Work order
Every record must be copied exactly, except that pictures are dropped.

Exercise inputs
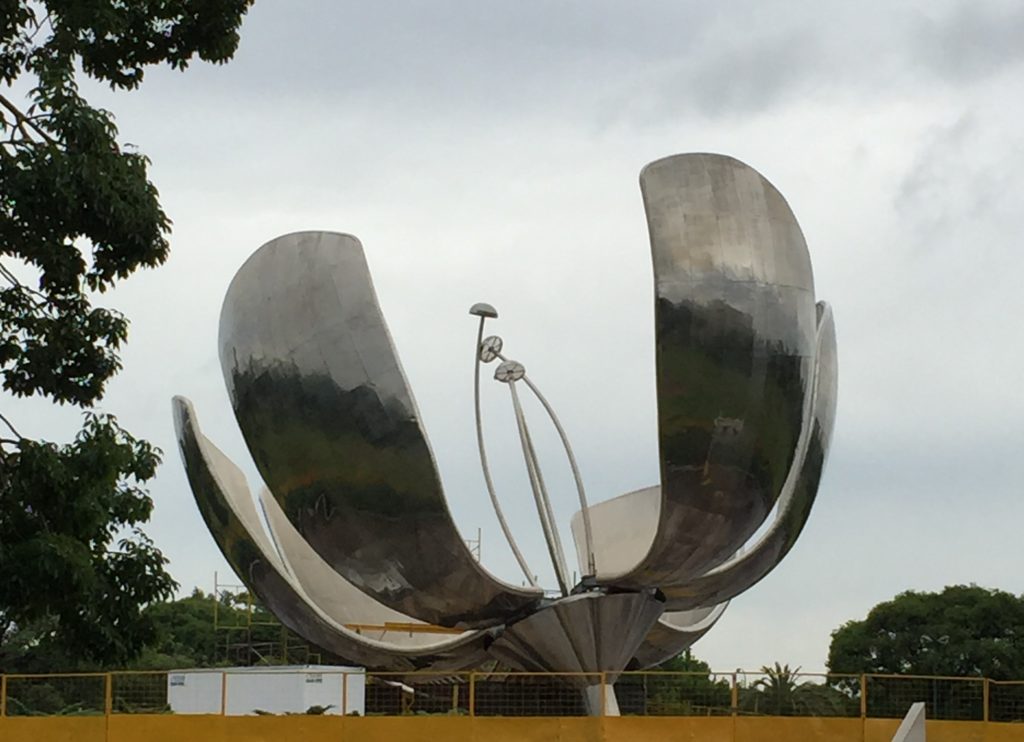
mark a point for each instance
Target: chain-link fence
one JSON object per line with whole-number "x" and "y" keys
{"x": 64, "y": 695}
{"x": 1006, "y": 701}
{"x": 675, "y": 694}
{"x": 322, "y": 690}
{"x": 785, "y": 693}
{"x": 961, "y": 699}
{"x": 391, "y": 694}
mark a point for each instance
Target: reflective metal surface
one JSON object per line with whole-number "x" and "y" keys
{"x": 333, "y": 428}
{"x": 747, "y": 569}
{"x": 734, "y": 334}
{"x": 675, "y": 631}
{"x": 588, "y": 633}
{"x": 226, "y": 506}
{"x": 359, "y": 532}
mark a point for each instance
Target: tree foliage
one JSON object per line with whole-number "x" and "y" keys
{"x": 782, "y": 692}
{"x": 963, "y": 630}
{"x": 78, "y": 213}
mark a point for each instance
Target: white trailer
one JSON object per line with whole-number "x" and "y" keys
{"x": 247, "y": 691}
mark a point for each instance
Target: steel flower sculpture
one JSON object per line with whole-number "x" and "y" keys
{"x": 359, "y": 542}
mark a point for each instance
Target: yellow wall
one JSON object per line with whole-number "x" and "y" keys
{"x": 434, "y": 729}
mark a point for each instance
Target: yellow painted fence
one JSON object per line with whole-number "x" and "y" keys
{"x": 494, "y": 707}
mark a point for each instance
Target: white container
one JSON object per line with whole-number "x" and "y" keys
{"x": 247, "y": 691}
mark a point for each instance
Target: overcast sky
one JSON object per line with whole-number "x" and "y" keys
{"x": 489, "y": 151}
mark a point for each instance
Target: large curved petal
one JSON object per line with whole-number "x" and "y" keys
{"x": 734, "y": 330}
{"x": 333, "y": 428}
{"x": 675, "y": 631}
{"x": 795, "y": 506}
{"x": 344, "y": 603}
{"x": 224, "y": 502}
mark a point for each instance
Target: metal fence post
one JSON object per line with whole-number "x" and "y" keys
{"x": 604, "y": 691}
{"x": 109, "y": 694}
{"x": 223, "y": 694}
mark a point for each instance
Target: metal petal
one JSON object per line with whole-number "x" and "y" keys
{"x": 795, "y": 506}
{"x": 734, "y": 329}
{"x": 675, "y": 631}
{"x": 224, "y": 502}
{"x": 332, "y": 425}
{"x": 589, "y": 633}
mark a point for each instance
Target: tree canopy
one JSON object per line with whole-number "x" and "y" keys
{"x": 78, "y": 213}
{"x": 963, "y": 630}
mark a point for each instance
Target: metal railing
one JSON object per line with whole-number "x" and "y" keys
{"x": 320, "y": 690}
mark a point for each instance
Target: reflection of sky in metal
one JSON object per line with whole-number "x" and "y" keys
{"x": 509, "y": 141}
{"x": 330, "y": 420}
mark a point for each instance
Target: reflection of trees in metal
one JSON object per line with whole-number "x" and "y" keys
{"x": 745, "y": 379}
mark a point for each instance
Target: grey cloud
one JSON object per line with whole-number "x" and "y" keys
{"x": 973, "y": 41}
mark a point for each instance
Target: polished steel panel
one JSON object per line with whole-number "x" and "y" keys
{"x": 622, "y": 529}
{"x": 340, "y": 600}
{"x": 226, "y": 506}
{"x": 734, "y": 335}
{"x": 585, "y": 633}
{"x": 747, "y": 569}
{"x": 675, "y": 631}
{"x": 326, "y": 410}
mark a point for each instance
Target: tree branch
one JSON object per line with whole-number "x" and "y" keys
{"x": 12, "y": 428}
{"x": 24, "y": 120}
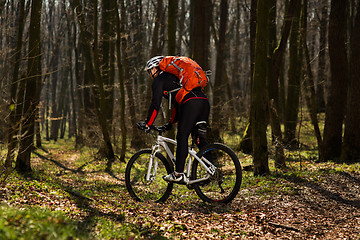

Answer
mark a point for each instance
Target: chain-link fence
one JSON object per line with whole-number "x" and "y" keys
{"x": 64, "y": 695}
{"x": 1006, "y": 701}
{"x": 675, "y": 694}
{"x": 322, "y": 690}
{"x": 785, "y": 693}
{"x": 961, "y": 699}
{"x": 391, "y": 694}
mark a point for each instance
Target: reflective metal surface
one JSON object per line with whole-number "x" and "y" keys
{"x": 333, "y": 428}
{"x": 747, "y": 569}
{"x": 734, "y": 334}
{"x": 675, "y": 631}
{"x": 588, "y": 633}
{"x": 226, "y": 506}
{"x": 359, "y": 532}
mark a point for each instance
Target: tree foliage
one JSON object per line with whole-number "x" and "y" keys
{"x": 782, "y": 692}
{"x": 963, "y": 630}
{"x": 78, "y": 213}
mark a point for each instance
Target: white trailer
one JSON object per line with whole-number "x" and "y" keys
{"x": 247, "y": 691}
mark a point for each instance
Target: steel flower sculpture
one JSON object per line with whole-number "x" and "y" keys
{"x": 359, "y": 542}
mark a point for each instance
Target: yellow wall
one JSON object per line with whole-number "x" and "y" keys
{"x": 434, "y": 729}
mark a point for each instance
Target: yellow painted fence
one JSON object per line with whole-number "x" and "y" keys
{"x": 494, "y": 707}
mark a point for each instance
Target: white container
one JSON object per line with whole-number "x" and "y" keys
{"x": 247, "y": 691}
mark a point for each instance
Target: overcast sky
one JSON object per line with whole-number "x" and "y" keys
{"x": 489, "y": 151}
mark a point for each instance
Target: large curved petal
one JSON object per line with whole-number "x" and "y" keys
{"x": 734, "y": 330}
{"x": 333, "y": 428}
{"x": 675, "y": 631}
{"x": 795, "y": 506}
{"x": 344, "y": 603}
{"x": 224, "y": 502}
mark a point for each instance
Target: metal fence post
one JSON object per line with whole-number "x" and "y" keys
{"x": 604, "y": 691}
{"x": 109, "y": 694}
{"x": 223, "y": 694}
mark a point for each instance
Target: metal petal
one JSON object per line with whole-number "x" and "y" keys
{"x": 795, "y": 506}
{"x": 734, "y": 329}
{"x": 675, "y": 631}
{"x": 224, "y": 502}
{"x": 332, "y": 425}
{"x": 589, "y": 633}
mark a point for each instance
Target: tree canopy
one JSON object per line with whole-number "x" and "y" keys
{"x": 78, "y": 213}
{"x": 963, "y": 630}
mark a point for each instance
Target: metal railing
one JSON object per line with whole-number "x" and "y" keys
{"x": 320, "y": 690}
mark a point for each instance
Target: reflection of sky in metal
one JSON object per line with whole-number "x" and "y" keys
{"x": 509, "y": 141}
{"x": 330, "y": 420}
mark a point for each instance
Target: reflection of trees in metal
one JSON object per line with whole-number "x" and "y" keys
{"x": 745, "y": 379}
mark a point for each instance
Target: grey cloud
one JSON object per line with whole-number "x" and "y" keys
{"x": 973, "y": 41}
mark a point for each instance
Target: polished steel panel
one JSON object per line with whole-number "x" and "y" keys
{"x": 622, "y": 529}
{"x": 340, "y": 600}
{"x": 226, "y": 506}
{"x": 734, "y": 335}
{"x": 585, "y": 633}
{"x": 747, "y": 569}
{"x": 675, "y": 631}
{"x": 326, "y": 410}
mark a point for each instance
Target: tree branch
one JSON object per line with whole-number "x" and "y" keys
{"x": 12, "y": 428}
{"x": 24, "y": 120}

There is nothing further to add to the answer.